What is needed >> Could you restate word for word every line from the one containing "Query: sedan windshield" to the end of the records, and nothing else?

(Extracted data entries)
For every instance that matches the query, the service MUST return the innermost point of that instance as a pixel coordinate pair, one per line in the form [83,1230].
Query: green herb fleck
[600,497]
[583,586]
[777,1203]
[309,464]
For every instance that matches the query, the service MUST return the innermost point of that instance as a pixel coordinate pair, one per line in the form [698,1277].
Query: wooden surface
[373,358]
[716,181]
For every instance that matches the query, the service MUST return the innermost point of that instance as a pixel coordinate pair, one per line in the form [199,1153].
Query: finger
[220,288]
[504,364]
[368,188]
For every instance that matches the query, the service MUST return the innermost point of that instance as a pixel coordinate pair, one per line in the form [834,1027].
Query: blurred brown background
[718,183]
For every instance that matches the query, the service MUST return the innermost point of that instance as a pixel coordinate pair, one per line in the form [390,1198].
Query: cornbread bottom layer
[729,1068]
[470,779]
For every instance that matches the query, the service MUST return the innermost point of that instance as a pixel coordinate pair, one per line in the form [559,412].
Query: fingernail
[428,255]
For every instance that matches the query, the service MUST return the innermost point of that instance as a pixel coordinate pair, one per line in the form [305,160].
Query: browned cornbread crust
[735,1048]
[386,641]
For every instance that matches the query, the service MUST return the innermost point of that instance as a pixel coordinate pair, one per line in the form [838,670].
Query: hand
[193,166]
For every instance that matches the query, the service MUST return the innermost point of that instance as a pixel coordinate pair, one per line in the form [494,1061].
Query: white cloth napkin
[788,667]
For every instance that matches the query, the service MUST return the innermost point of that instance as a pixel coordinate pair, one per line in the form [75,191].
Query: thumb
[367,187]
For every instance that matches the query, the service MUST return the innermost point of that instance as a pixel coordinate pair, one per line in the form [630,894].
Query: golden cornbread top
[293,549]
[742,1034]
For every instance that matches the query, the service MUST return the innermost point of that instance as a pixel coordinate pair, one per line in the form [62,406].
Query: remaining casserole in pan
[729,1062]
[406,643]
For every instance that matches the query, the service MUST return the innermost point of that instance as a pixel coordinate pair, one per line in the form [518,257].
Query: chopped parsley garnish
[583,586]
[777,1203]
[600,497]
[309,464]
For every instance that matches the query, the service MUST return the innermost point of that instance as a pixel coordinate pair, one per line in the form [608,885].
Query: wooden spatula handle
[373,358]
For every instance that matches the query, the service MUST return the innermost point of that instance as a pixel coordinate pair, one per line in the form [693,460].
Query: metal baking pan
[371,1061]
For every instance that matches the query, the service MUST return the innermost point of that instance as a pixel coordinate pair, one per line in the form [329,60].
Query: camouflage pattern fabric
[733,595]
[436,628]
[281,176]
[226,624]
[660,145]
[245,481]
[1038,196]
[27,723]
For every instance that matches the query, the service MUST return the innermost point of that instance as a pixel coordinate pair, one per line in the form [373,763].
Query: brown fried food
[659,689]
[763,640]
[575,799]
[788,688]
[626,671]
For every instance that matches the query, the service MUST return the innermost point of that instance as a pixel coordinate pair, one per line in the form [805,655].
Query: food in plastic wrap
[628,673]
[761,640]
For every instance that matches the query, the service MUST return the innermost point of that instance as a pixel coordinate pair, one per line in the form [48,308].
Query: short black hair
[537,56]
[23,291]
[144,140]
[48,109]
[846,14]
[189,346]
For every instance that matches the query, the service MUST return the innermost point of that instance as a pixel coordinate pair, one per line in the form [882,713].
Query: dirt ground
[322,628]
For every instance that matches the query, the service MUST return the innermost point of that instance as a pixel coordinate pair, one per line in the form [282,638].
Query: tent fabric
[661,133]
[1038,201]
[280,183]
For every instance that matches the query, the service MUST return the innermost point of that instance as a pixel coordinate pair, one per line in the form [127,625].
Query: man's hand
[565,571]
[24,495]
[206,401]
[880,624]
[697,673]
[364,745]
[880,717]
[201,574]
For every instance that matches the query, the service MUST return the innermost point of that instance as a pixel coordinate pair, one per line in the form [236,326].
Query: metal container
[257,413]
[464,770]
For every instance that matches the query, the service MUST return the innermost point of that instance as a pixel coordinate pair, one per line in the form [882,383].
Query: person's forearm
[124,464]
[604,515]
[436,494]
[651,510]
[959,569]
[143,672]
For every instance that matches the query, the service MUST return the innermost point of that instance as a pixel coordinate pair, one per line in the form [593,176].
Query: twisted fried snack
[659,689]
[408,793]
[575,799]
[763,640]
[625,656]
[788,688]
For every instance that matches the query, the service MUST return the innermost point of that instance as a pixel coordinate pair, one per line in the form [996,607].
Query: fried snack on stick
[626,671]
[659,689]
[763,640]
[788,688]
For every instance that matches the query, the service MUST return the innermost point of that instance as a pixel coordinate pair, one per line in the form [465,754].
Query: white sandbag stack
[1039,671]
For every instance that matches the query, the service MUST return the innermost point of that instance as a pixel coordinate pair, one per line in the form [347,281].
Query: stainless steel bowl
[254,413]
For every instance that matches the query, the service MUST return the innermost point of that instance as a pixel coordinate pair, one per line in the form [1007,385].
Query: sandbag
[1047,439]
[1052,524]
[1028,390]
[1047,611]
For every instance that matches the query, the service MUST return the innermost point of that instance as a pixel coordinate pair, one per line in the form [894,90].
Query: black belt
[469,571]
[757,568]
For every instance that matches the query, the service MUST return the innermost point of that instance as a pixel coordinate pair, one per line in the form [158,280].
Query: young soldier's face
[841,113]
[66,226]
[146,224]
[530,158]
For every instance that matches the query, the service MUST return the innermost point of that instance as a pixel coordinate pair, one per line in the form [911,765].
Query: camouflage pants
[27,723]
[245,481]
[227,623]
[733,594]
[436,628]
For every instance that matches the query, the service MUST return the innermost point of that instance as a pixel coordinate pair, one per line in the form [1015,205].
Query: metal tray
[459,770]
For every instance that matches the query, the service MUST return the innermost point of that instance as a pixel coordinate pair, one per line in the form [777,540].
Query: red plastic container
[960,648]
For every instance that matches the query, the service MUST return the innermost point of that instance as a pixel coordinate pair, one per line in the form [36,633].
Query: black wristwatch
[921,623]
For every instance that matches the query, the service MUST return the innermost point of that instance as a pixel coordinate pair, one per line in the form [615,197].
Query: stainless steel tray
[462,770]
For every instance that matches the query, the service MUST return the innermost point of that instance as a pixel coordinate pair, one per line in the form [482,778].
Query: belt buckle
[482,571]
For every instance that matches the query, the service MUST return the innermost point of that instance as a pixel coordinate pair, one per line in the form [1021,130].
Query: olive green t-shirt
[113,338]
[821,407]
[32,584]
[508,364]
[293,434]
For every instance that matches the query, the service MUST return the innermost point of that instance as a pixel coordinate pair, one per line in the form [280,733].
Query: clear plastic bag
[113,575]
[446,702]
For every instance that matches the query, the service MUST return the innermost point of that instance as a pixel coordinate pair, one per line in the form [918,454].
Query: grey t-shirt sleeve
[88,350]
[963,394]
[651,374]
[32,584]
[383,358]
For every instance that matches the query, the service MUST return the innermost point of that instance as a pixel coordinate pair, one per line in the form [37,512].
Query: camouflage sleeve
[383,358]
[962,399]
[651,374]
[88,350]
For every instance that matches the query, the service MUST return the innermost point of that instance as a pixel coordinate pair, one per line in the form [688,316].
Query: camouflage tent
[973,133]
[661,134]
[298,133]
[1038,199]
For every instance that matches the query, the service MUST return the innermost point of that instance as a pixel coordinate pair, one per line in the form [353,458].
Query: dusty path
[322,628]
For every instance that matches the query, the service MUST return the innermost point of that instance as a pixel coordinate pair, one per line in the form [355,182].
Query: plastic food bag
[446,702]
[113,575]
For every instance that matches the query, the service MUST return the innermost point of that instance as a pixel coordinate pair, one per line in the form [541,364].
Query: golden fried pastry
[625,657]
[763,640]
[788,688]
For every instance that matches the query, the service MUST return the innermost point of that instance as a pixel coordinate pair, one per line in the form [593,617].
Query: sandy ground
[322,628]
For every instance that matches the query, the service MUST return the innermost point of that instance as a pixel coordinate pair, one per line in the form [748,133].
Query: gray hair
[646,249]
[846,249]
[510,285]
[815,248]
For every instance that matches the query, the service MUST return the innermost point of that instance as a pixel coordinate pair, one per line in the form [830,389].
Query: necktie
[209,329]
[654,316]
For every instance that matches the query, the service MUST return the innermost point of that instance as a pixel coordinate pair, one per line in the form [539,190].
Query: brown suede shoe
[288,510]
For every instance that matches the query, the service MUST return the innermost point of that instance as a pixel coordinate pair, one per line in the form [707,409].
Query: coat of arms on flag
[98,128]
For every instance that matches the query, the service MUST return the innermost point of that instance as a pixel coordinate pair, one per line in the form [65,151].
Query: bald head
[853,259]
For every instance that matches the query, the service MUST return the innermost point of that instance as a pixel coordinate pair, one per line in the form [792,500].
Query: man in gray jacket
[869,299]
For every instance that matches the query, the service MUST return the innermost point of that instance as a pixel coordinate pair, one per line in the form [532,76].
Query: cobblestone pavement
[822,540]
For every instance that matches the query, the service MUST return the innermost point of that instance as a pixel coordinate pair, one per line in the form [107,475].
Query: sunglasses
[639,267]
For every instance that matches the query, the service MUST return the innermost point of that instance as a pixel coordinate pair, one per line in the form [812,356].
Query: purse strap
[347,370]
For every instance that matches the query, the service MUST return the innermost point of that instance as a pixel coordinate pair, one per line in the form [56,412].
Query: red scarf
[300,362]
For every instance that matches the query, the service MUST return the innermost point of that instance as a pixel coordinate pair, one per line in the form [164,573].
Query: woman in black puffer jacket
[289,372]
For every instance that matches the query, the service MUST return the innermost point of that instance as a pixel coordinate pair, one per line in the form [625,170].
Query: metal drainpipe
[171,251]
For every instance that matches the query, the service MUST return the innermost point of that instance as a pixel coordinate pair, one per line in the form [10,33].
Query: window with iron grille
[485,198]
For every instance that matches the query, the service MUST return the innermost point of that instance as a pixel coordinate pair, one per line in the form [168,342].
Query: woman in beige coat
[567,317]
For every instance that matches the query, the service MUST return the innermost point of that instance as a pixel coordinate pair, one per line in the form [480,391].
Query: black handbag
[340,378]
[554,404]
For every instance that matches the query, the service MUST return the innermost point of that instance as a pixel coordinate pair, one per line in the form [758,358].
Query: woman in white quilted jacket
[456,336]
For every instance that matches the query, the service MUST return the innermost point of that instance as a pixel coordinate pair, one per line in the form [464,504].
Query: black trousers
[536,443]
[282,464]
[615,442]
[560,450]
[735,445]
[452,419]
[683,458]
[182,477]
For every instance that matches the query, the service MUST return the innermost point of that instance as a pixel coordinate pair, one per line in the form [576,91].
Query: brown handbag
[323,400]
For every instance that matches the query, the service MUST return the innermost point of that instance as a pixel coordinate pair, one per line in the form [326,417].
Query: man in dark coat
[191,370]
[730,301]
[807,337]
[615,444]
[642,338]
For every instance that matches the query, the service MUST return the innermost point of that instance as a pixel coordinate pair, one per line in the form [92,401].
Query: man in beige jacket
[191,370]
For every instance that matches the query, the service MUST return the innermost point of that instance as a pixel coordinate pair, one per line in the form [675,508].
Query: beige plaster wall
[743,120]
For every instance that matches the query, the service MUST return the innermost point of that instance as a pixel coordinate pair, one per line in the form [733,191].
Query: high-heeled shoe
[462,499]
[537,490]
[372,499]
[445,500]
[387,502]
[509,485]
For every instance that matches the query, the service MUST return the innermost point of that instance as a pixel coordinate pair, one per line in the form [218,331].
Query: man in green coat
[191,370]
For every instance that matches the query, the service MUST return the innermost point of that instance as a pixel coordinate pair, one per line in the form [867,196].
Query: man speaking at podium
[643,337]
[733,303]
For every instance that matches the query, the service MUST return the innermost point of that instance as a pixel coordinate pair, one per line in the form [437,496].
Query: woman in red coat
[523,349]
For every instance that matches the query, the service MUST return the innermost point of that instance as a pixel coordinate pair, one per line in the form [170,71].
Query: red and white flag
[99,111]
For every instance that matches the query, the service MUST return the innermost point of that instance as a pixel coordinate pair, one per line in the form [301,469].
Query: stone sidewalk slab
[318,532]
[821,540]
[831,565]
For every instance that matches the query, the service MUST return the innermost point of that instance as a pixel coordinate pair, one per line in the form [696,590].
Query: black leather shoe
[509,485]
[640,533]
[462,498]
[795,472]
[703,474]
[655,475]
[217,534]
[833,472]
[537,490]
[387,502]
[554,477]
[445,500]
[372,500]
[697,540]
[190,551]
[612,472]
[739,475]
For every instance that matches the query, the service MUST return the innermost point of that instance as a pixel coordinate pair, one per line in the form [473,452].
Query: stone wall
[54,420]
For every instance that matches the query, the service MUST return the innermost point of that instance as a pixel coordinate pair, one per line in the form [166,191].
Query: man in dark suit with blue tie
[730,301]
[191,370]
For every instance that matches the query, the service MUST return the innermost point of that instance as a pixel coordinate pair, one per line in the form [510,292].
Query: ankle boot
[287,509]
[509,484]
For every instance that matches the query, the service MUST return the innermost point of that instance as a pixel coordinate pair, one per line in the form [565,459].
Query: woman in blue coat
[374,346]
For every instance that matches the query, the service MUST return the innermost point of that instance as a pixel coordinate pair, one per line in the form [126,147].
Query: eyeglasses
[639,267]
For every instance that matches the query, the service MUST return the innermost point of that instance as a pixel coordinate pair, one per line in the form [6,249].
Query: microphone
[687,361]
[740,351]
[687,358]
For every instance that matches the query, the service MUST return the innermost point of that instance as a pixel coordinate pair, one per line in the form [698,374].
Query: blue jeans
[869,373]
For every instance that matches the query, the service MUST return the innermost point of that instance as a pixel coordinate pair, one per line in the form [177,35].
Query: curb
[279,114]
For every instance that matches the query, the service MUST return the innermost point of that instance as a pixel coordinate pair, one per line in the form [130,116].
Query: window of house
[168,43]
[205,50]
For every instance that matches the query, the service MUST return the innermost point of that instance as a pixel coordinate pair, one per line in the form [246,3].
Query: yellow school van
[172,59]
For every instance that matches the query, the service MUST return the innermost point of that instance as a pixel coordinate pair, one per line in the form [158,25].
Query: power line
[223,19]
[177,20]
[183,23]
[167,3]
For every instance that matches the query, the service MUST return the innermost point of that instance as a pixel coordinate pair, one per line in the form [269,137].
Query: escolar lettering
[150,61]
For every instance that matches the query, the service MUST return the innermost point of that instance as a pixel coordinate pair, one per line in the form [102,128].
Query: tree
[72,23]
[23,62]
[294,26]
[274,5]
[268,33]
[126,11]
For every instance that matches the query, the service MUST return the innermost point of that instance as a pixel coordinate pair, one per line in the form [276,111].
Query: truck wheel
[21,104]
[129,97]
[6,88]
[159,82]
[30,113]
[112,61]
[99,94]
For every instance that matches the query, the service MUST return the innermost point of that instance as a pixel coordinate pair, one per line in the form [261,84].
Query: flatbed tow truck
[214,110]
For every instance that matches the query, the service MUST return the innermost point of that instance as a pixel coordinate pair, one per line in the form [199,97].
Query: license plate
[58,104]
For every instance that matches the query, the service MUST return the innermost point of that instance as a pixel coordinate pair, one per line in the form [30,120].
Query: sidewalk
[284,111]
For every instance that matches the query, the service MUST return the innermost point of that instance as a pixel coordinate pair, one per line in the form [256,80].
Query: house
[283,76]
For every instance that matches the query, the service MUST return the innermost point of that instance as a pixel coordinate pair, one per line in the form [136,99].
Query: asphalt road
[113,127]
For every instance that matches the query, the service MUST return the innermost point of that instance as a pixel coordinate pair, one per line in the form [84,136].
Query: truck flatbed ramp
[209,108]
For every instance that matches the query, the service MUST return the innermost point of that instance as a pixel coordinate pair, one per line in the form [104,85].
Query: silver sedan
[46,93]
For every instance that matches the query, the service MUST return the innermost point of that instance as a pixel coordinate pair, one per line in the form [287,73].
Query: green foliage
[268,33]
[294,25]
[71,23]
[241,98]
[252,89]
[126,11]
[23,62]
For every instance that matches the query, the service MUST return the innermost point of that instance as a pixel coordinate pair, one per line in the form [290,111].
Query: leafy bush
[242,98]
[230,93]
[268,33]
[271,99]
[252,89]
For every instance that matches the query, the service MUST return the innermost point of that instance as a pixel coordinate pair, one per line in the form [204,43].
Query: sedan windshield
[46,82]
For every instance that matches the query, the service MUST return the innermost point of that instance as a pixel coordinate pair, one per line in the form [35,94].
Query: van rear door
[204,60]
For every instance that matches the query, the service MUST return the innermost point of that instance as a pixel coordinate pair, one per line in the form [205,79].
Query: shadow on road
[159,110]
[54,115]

Answer section >>
Query: sedan windshield
[46,82]
For every instance that matches the query, the service MUST return the innermost point of that instance as a pixel coordinate pair, one per line in the form [35,94].
Query: van rear door
[204,60]
For every instance that matches the query, the service MUST return the innermost point of that instance as a pixel coordinate pair, one per line in the form [205,79].
Query: shadow on road
[159,110]
[54,115]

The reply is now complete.